GIVEN INSTRUCTION 1: Retype the Patty Chang biography word for word, everything from "- Education: University" down to "with performance art.".
GIVEN INSTRUCTION 2: According to the Patty Chang biography, in what year did she receive the Creative Capital Award in Visual Arts?
GIVEN INSTRUCTION 3: Continue the Patty Chang biography from the last sentence shown, before the rows begin.

SUPPLIED PASSAGE:
+===+

- Born: February 3, 1972 (age 54) San Leandro, California, U.S.
- Education: University of California, San Diego
- Occupations: Performance artist, film director

= Patty Chang =

American film director

Patty Chang (born February 3, 1972, in San Leandro, California) is an American performance artist and film director living and working in Los Angeles, California. Originally trained as a painter, Chang received her Bachelor of Arts at the University of California, San Diego. It wasn't until she moved to New York that she became involved with performance art.

She has staged solo shows nationally and internationally, including at Jack Tilton Gallery, New York (1999), Museo National de Reina Sofia, Madrid (2000), the Hammer Museum, Los Angeles, Museum of Contemporary Art, Chicago, and the New Museum, New York (all 2005), Flotsam Jetsam with longtime collaborator David Kelley at the Museum of Modern Art, New York (2014), the Queens Museum (2017-18), the Museum of Fine Arts in Boston (2020), and Pioneer Works in Brooklyn (2021).

== Education, teaching, and awards ==

Patty Chang received a Bachelor of Arts at the University of California, San Diego in 1994, and studied abroad at L’Accademia Di Belle Arti in Venice, Italy, in 1993. She has held teaching positions at the Skowhegan School of Painting and Sculpture in Skowhegan, Maine, and her work has been recognized by cultural organizations, such as with a 2003 Rockefeller Foundation Award. Chang was a 2008 finalist for the Hugo Boss Prize and a Guna S. Mundheim Fellow in the Visual Arts at the American Academy in Berlin in Germany for fall 2008. In 2012, she received the Creative Capital Award in Visual Arts, and in 2014, she was a John Simon Guggenheim Memorial Foundation Guggenheim Fellow in Creative Arts—Fine Arts. Also, she received a grant program Anonymous Was A Woman Award (AWAW EAG) in 2018.

== Work ==
Chang's performative works deal with themes of gender, language and empathy, and she was described as "one of our most consistently exciting young artists" by The New York Times in 2005. Originally trained as a painter, she is primarily known for her short films, videos and performance art. Chang has participated in films as body dubbing which allows studios to remake films with more international casts.

+===+

EXCERPTED DATA:
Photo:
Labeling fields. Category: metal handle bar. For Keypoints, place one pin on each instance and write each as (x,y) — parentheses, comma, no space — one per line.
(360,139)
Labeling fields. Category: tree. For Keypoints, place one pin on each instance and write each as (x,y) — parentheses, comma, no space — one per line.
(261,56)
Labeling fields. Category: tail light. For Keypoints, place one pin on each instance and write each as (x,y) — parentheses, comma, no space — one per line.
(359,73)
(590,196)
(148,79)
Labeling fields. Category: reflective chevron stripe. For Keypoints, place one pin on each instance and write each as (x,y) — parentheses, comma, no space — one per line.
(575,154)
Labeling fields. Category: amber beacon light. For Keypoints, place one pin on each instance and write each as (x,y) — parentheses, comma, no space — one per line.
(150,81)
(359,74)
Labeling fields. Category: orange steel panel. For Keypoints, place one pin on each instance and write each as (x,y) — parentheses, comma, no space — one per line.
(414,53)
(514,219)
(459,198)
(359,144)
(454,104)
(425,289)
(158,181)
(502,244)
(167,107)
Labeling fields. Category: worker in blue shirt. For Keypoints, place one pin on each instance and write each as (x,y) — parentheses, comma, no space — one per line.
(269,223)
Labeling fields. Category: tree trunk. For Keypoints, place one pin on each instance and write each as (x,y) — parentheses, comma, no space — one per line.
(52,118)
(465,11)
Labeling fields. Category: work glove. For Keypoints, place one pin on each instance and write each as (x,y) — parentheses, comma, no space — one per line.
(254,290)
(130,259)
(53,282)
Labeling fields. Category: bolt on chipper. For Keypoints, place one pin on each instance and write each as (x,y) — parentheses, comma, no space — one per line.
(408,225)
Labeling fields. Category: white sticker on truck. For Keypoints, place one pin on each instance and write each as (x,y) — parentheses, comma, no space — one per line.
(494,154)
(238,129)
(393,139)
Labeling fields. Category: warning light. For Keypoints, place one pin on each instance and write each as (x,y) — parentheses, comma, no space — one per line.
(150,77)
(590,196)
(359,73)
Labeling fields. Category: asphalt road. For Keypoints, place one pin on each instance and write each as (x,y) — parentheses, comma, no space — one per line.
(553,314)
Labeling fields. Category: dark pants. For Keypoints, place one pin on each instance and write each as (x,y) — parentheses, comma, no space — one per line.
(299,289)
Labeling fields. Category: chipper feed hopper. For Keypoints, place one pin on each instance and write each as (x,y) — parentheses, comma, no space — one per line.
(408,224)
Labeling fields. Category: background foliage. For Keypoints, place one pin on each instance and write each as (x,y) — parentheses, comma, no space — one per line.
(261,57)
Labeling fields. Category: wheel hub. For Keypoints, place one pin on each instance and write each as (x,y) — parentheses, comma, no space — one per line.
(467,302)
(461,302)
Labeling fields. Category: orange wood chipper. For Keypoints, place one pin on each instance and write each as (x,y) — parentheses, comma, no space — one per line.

+===+

EXERCISE ANSWER 1:
- Education: University of California, San Diego
- Occupations: Performance artist, film director

= Patty Chang =

American film director

Patty Chang (born February 3, 1972, in San Leandro, California) is an American performance artist and film director living and working in Los Angeles, California. Originally trained as a painter, Chang received her Bachelor of Arts at the University of California, San Diego. It wasn't until she moved to New York that she became involved with performance art.

EXERCISE ANSWER 2: 2012

EXERCISE ANSWER 3:
Chang often plays a central role in her own work, testing the acceptable boundaries of taste and endurance. Some of her work contains scatological elements, while others critique perceptions of female sexual roles. Chang often denounces the problems that she observes in contemporary society by staging her own body in intensely difficult situations, documenting her actions through video and photography. She began to take a more "behind the scenes" role and became "perhaps the least visible she has ever been in her own work” in her 2005 exhibition Shangri-La based on the fictional location in James Hilton's 1933 novel Lost Horizon. More recent work, especially "Invocation for The Wandering Lake" (2015–16), draws connections between landscape and the body. Many aspects of Chang's work connect back to her Asian culture such as her interest in Shangri-La as well as her criticism of Asian female stereotypes in her work Contortion (2000). Milk Debt, her solo exhibition at Pioneer Works in Brooklyn drew on collective anxiety and featured a running script, read by women pumping their breast milk in Hong Kong, Santa Monica, Los Angeles, and the US-Mexico border.

In addition she has staged solo shows in major cities, including Patty Chang at Jack Tilton Gallery, New York (1999), Ven conmigo, nada contigo. Fuente. Melones. Afeitada. at Museo National de Reina Sofia, Madrid, Spain (2000), Patty Chang: Shangri-La at the Museum of Contemporary Art, Chicago and the New Museum, New York (2005), Flotsam Jetsam with longtime collaborator David Kelley at the Museum of Modern Art, New York (2014), and her most extensive exhibition to date, Patty Chang: The Wandering Lake, 2009-2017, at the Queens Museum, in New York City (2017-18). Her show The Wandering Lake also showed in Los Angeles. Chang exhibited at the Museum of Fine Arts in Boston where she was a part of Read My Lips that was up until May 2020.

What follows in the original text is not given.